━━━━━ Records for the task ━━━━━
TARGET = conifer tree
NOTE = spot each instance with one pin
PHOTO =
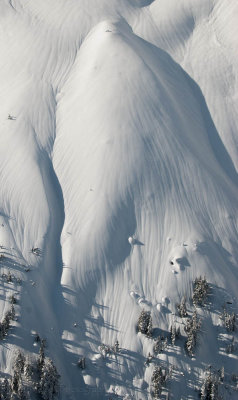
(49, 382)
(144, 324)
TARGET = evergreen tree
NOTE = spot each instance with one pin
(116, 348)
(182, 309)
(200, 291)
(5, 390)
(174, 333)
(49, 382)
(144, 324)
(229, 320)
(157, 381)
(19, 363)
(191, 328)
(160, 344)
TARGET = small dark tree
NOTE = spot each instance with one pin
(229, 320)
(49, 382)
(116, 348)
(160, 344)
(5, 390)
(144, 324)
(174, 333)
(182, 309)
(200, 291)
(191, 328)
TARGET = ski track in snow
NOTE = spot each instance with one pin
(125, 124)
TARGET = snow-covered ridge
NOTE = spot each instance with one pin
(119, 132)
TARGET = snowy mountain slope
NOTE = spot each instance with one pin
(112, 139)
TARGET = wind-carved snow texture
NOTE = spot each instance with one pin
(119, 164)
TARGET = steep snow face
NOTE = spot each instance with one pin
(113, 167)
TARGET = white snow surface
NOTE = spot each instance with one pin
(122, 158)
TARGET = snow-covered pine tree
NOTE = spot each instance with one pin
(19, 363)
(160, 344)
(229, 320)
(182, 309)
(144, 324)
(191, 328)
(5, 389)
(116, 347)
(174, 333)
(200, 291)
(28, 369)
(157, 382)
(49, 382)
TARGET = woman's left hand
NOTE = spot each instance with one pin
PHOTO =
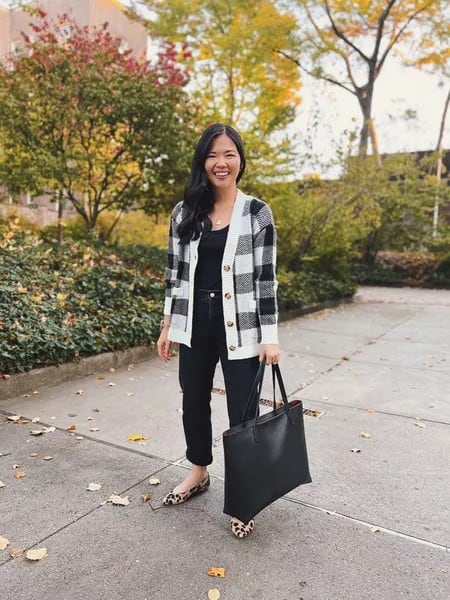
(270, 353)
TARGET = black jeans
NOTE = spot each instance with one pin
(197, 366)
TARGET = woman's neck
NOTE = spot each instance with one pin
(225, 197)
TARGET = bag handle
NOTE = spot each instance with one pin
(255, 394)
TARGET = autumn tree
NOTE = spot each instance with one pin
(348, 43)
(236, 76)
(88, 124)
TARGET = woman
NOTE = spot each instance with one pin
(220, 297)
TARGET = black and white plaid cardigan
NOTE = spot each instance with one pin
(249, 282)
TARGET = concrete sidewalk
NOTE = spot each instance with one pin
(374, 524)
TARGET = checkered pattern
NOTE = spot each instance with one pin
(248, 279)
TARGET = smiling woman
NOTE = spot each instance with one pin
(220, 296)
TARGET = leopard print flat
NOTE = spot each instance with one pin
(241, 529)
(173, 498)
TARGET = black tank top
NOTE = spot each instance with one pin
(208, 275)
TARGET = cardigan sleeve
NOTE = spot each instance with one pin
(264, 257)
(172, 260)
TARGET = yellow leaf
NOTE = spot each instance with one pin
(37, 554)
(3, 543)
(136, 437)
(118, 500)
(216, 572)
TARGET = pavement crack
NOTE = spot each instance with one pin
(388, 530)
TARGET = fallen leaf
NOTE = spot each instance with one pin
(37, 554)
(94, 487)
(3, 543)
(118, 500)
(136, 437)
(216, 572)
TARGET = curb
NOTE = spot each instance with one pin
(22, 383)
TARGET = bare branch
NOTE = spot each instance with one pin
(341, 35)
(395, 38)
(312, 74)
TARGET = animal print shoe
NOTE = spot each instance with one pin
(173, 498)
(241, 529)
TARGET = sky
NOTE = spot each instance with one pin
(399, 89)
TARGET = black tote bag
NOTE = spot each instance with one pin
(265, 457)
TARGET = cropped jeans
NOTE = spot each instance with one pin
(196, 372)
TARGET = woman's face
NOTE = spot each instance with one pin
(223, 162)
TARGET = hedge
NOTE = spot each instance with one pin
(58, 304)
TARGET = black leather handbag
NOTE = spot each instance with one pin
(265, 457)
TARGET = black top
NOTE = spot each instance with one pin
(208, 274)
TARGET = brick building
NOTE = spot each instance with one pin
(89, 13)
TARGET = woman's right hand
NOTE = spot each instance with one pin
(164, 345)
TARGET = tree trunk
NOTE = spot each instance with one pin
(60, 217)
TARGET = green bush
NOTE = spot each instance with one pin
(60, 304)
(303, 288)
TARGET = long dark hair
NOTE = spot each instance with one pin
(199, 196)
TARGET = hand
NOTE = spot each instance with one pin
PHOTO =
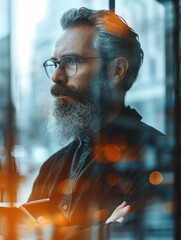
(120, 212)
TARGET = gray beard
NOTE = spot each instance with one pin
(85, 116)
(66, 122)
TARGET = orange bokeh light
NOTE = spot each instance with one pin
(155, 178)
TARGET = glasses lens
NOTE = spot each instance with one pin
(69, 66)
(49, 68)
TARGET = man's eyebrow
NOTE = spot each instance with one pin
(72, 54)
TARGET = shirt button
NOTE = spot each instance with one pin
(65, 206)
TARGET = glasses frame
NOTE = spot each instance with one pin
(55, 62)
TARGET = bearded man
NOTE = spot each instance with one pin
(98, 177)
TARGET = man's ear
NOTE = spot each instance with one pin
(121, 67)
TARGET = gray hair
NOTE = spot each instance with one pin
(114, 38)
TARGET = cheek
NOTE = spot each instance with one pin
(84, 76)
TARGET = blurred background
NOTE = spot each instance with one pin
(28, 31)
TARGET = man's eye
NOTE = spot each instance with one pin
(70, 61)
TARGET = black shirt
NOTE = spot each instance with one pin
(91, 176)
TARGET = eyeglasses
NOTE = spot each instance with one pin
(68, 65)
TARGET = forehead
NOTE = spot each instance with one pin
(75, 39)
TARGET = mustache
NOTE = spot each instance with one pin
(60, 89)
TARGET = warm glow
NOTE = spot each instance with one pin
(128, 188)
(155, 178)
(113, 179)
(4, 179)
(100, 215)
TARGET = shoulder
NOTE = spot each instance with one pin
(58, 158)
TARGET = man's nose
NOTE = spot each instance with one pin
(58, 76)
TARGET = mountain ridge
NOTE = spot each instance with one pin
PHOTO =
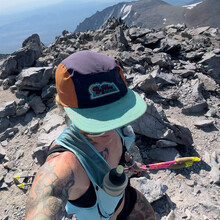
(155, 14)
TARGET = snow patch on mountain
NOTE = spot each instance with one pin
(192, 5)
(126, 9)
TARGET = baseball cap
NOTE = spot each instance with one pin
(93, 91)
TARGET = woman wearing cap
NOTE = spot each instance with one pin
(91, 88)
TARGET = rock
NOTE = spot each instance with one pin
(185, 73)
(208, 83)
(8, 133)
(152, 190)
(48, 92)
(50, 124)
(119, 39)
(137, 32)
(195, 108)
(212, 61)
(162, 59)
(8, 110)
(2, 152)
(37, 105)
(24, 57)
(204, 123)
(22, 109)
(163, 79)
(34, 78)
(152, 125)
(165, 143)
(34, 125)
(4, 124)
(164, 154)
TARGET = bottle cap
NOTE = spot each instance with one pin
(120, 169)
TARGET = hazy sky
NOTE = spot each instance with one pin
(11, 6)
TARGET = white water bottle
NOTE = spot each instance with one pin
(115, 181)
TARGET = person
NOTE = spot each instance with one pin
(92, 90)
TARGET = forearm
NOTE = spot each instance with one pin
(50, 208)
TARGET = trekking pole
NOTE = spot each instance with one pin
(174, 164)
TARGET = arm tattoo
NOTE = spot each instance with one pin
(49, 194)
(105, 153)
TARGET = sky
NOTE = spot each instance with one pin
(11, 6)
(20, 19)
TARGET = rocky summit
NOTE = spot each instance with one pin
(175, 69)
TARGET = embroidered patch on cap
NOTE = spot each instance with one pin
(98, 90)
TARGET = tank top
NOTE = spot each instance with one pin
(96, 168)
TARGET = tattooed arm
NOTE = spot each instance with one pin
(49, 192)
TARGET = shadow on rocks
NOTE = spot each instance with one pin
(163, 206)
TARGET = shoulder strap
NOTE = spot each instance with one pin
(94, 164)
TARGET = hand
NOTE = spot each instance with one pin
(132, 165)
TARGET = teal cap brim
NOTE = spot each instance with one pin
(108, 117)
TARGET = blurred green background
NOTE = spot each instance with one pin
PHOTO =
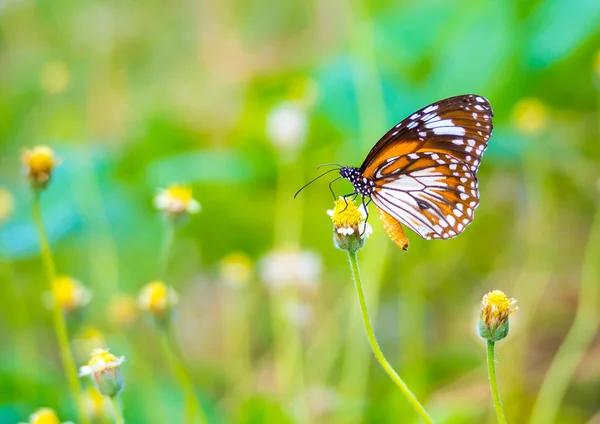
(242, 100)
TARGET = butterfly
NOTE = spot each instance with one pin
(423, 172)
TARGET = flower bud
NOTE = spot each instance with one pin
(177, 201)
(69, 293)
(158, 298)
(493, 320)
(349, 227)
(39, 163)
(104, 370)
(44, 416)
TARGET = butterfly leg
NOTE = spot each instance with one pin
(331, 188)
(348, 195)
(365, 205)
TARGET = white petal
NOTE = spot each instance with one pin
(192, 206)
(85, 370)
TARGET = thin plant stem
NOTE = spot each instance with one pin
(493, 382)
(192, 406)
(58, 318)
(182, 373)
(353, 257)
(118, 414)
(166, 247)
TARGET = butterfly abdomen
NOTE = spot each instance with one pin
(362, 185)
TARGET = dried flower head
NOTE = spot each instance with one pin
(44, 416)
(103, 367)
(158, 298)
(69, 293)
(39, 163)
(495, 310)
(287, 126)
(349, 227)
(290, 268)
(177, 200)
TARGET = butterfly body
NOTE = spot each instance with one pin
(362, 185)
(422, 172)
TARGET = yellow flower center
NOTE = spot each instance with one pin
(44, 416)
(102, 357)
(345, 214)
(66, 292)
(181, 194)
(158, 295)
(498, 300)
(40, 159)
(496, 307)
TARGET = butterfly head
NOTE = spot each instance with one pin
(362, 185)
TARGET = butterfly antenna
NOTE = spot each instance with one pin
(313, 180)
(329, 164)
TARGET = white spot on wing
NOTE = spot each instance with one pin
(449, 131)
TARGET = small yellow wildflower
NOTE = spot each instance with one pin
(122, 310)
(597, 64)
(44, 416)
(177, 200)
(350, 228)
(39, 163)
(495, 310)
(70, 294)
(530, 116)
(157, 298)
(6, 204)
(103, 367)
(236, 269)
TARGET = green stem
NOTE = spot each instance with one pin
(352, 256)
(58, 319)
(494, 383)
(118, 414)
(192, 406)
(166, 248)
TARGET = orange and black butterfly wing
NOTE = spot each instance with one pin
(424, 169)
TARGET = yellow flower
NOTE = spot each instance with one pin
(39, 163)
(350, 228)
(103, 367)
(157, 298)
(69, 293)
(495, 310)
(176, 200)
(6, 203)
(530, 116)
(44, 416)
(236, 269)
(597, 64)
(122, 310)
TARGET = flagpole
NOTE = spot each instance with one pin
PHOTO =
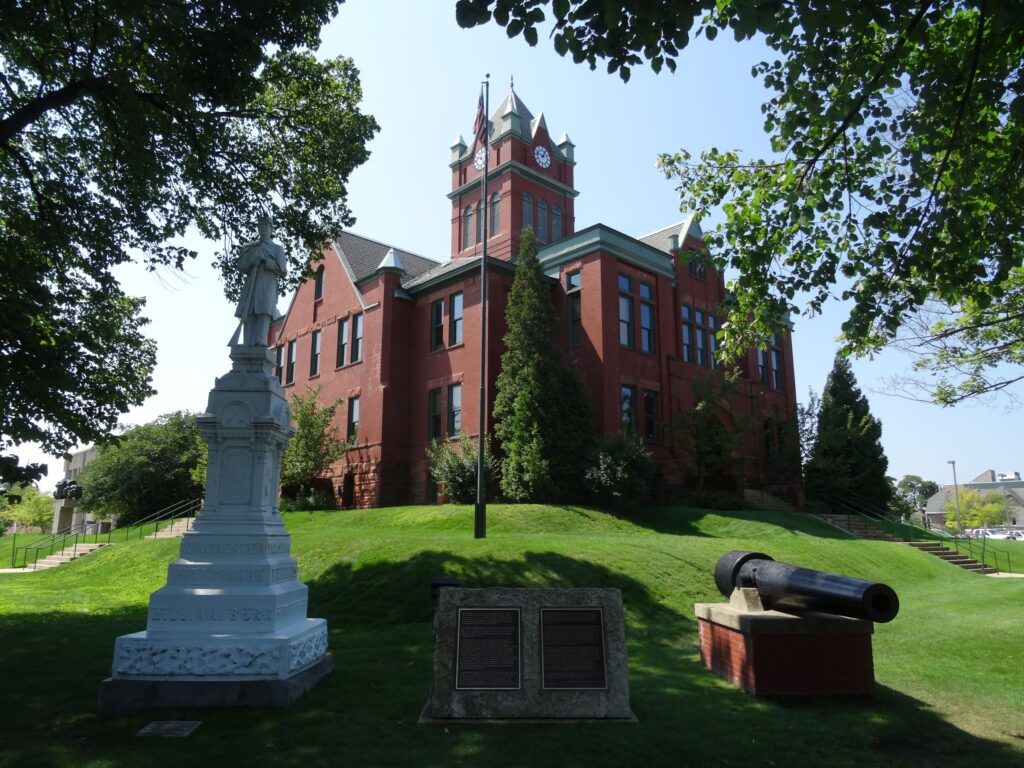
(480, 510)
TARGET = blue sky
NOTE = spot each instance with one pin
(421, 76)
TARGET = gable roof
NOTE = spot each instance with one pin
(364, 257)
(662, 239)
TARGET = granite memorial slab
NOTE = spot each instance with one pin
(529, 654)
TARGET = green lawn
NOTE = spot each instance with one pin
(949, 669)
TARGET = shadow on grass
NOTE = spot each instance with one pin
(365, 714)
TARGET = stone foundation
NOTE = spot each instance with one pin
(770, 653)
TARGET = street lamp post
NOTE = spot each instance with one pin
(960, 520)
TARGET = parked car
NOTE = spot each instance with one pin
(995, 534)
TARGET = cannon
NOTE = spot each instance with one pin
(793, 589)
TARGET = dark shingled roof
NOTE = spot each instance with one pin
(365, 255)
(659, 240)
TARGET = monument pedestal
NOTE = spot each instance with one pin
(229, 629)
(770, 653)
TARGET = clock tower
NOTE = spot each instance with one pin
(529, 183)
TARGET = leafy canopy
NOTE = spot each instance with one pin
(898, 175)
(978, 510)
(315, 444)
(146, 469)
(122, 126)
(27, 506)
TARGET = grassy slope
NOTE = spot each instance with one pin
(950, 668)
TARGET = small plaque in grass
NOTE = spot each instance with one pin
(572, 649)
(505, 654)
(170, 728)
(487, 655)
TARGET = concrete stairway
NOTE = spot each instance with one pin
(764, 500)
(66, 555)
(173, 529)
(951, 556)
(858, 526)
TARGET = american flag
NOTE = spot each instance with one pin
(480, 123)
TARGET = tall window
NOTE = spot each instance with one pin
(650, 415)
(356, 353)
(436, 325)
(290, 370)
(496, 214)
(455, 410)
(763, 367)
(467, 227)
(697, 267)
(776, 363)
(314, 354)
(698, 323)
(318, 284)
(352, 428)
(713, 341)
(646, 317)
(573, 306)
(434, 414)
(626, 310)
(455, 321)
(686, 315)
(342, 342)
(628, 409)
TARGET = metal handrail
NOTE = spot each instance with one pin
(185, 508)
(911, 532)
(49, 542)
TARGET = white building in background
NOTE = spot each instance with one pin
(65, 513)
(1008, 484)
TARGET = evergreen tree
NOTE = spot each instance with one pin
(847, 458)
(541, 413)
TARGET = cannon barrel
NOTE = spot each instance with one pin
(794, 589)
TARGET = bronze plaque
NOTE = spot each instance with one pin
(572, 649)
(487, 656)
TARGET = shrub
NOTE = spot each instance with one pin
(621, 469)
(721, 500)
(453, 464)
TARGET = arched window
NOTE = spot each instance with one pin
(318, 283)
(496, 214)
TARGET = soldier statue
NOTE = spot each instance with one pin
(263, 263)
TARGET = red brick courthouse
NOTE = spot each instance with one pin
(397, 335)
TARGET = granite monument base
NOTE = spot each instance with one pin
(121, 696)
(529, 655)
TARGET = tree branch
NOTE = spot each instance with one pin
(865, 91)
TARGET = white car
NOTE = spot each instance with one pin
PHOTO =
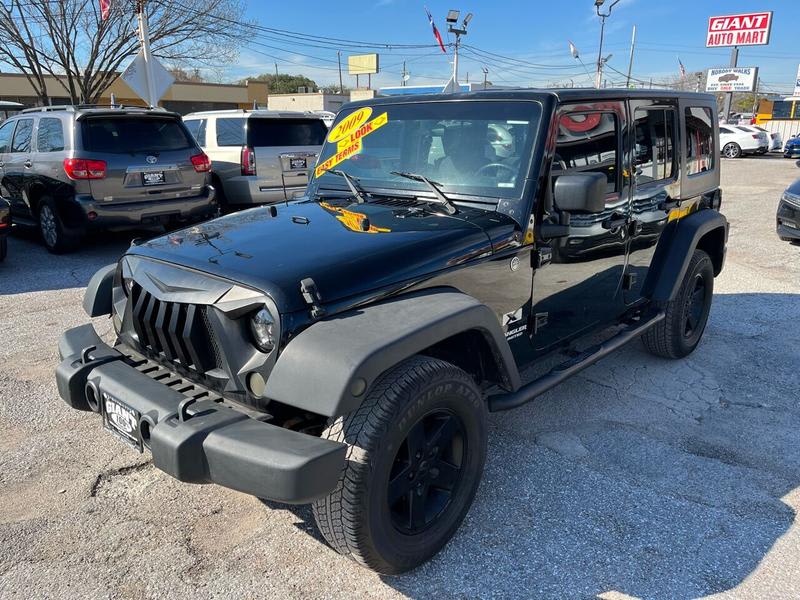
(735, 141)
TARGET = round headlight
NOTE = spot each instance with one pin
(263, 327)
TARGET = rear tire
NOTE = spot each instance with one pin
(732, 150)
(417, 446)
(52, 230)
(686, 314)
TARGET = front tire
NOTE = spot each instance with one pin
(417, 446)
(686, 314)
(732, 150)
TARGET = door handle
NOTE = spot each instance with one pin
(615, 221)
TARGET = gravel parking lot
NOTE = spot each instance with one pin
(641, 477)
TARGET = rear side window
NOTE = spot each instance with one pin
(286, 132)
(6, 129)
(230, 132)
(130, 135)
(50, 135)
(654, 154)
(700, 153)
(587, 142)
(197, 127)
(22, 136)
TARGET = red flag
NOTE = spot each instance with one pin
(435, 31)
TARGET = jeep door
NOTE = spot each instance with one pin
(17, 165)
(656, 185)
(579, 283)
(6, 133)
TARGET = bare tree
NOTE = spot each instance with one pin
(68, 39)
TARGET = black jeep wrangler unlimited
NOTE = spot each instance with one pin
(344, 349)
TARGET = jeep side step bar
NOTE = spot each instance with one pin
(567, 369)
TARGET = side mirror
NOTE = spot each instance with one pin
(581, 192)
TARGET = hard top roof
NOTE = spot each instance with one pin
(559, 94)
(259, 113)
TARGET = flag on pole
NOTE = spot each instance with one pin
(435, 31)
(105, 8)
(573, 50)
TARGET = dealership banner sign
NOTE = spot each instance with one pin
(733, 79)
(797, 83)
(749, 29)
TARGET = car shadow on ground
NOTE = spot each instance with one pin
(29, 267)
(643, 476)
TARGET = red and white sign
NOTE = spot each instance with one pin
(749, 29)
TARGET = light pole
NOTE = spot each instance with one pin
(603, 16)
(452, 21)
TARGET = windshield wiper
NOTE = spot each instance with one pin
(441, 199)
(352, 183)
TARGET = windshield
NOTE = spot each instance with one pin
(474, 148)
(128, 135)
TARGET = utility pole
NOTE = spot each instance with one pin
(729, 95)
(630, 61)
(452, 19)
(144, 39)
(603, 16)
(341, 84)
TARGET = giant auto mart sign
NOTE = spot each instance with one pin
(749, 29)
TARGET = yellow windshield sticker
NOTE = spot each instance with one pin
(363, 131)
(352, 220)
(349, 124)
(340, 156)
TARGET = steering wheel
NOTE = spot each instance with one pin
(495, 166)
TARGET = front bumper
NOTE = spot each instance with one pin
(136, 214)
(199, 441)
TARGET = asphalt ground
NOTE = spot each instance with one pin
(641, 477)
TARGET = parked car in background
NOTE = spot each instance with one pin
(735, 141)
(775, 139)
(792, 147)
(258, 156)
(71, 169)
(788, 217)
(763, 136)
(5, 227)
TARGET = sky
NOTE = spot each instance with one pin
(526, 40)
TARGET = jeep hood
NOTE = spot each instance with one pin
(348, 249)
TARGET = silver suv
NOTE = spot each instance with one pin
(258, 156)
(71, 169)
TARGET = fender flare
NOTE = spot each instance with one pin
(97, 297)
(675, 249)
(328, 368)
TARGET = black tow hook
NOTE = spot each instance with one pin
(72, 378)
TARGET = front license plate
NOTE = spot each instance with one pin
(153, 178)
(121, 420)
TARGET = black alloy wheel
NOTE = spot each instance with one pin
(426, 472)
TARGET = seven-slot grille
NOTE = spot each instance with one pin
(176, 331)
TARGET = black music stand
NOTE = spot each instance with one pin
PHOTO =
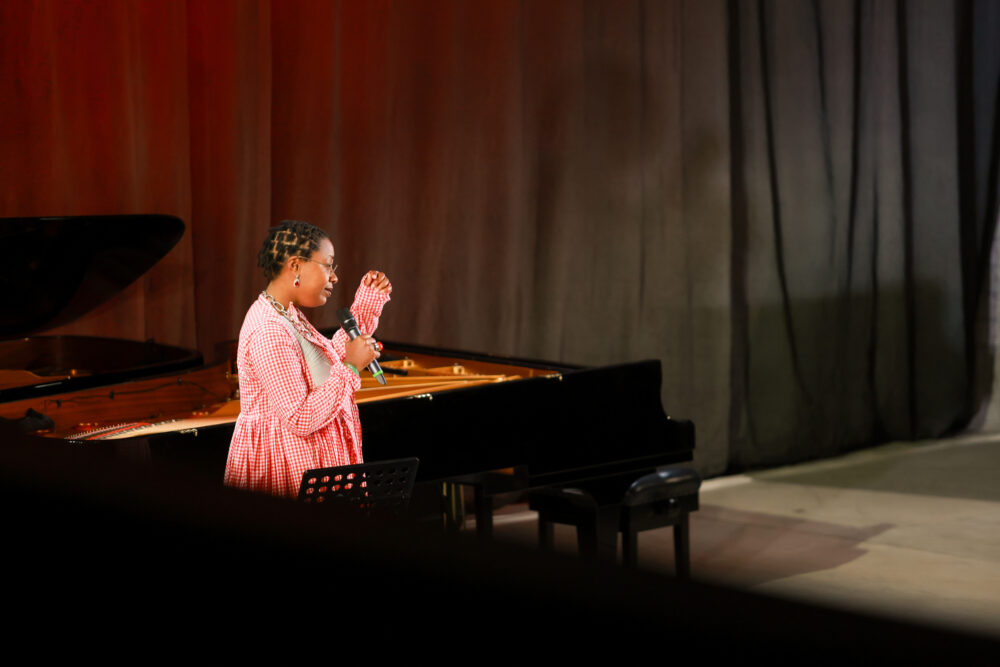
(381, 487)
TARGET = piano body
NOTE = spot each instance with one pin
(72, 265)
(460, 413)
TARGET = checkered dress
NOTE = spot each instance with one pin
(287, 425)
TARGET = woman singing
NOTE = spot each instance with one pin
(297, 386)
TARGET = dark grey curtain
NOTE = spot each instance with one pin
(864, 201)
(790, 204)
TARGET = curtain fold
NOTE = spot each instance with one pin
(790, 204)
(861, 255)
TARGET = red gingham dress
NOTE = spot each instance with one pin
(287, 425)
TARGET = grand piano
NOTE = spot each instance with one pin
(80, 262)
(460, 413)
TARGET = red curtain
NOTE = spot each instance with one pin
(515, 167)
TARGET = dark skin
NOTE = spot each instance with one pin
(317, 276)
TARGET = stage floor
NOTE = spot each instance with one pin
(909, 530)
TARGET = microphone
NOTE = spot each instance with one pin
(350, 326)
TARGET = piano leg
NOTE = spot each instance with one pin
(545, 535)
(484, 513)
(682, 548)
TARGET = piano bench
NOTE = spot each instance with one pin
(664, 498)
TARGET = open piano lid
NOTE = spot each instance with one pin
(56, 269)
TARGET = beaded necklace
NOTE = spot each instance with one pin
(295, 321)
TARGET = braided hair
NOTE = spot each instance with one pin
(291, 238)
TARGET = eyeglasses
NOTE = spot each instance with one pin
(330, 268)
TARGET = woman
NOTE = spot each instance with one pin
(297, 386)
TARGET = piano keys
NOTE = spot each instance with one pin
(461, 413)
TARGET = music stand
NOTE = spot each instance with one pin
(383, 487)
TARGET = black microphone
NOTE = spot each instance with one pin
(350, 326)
━━━━━
Given instruction | Copy the data verbatim from the line containing "TARGET = braided hair" down to the end of the data, including both ends.

In response |
TARGET = braided hair
NOTE = spot each instance with one pin
(291, 238)
TARGET = eyeglasses
NOTE = spot each instance with one pin
(330, 268)
TARGET = woman
NOTE = spot each instance with one pin
(297, 386)
TARGET = piano keys
NOTE = spot each instance with one pin
(461, 413)
TARGET = music stand
NOTE = spot each instance with one pin
(383, 487)
TARGET = black microphone
NOTE = spot each instance with one pin
(350, 326)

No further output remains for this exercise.